Where the material below has a line containing "763, row 95.", start repeating exactly, and keep going through the line containing "199, row 198.", with no other lines.
-------
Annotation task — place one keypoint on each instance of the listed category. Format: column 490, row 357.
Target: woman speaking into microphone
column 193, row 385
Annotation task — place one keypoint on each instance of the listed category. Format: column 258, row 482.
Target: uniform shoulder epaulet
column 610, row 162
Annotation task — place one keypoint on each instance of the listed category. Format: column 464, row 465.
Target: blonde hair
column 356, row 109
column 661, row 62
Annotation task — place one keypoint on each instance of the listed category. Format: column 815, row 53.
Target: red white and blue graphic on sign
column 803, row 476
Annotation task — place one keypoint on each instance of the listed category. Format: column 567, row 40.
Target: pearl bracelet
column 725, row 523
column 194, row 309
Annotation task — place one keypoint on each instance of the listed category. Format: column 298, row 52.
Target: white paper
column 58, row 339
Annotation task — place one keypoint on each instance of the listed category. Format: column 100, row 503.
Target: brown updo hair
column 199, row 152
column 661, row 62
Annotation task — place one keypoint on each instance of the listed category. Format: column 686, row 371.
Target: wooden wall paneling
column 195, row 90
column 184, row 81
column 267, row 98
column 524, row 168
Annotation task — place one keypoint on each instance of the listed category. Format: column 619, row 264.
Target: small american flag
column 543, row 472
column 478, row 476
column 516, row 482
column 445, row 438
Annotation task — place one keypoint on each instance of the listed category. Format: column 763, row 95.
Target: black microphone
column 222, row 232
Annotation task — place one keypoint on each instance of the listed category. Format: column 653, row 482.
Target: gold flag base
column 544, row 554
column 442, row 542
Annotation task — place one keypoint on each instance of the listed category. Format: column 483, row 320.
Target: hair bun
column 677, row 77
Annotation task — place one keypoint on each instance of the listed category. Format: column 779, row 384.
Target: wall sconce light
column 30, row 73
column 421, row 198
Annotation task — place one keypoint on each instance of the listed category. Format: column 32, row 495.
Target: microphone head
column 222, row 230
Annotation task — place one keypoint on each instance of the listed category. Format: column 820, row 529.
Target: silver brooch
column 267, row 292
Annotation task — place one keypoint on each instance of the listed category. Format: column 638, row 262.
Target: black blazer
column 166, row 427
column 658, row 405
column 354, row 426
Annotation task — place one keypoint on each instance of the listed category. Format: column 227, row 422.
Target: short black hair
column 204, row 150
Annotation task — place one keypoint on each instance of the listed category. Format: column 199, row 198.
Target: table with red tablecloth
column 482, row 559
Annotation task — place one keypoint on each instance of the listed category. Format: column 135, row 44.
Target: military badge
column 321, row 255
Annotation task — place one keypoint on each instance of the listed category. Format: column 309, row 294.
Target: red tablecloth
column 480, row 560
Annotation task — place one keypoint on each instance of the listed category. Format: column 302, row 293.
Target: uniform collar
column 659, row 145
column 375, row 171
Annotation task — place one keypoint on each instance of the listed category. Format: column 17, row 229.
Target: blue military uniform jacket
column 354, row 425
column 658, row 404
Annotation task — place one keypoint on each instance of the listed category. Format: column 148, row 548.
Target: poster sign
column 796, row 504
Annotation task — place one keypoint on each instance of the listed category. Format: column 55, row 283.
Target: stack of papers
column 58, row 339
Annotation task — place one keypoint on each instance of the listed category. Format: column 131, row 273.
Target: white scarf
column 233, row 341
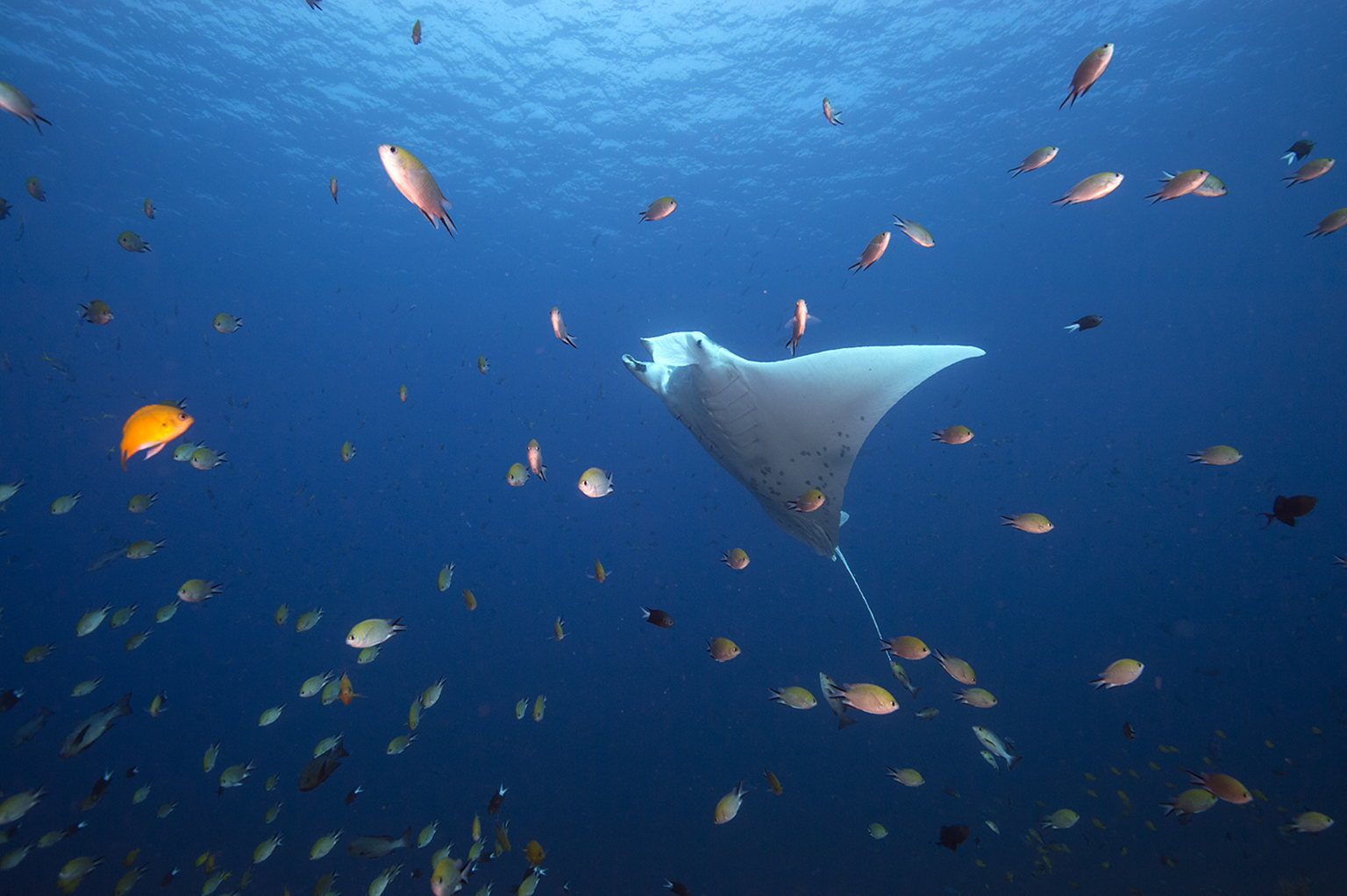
-------
▶ [RESPONSE]:
Annotation task — place one keypoint on each instance of the listed category. Format: column 763, row 95.
Target: black microphone
column 222, row 232
Annotation task — place one keypoint on each instance of the listed category. Format: column 653, row 482.
Target: gold flag base
column 544, row 554
column 442, row 542
Annotation task — place one keypoint on each instance of the listed category. Format: column 483, row 320.
Target: hair bun
column 677, row 77
Annotation task — place one keypoint on each instance of the listed category. Format: column 779, row 384.
Target: wall sconce light
column 30, row 73
column 421, row 198
Annotation task — place one keypoint on each instance of the listed category. Format: column 32, row 495.
Target: microphone head
column 222, row 230
Annotation task — place one keypoint on each instance of the listed category. Format: column 820, row 529.
Target: silver brooch
column 267, row 292
Annotation task — place one keypoint on each instance of the listed category. Format: column 638, row 262.
Target: black blazer
column 166, row 427
column 658, row 405
column 354, row 426
Annotation task — place one keypoint on each instance of the listed category. Format: column 227, row 422.
Target: short black hair
column 204, row 150
Annotation task — place one keypoint on each instance of the listed category. Format: column 199, row 198.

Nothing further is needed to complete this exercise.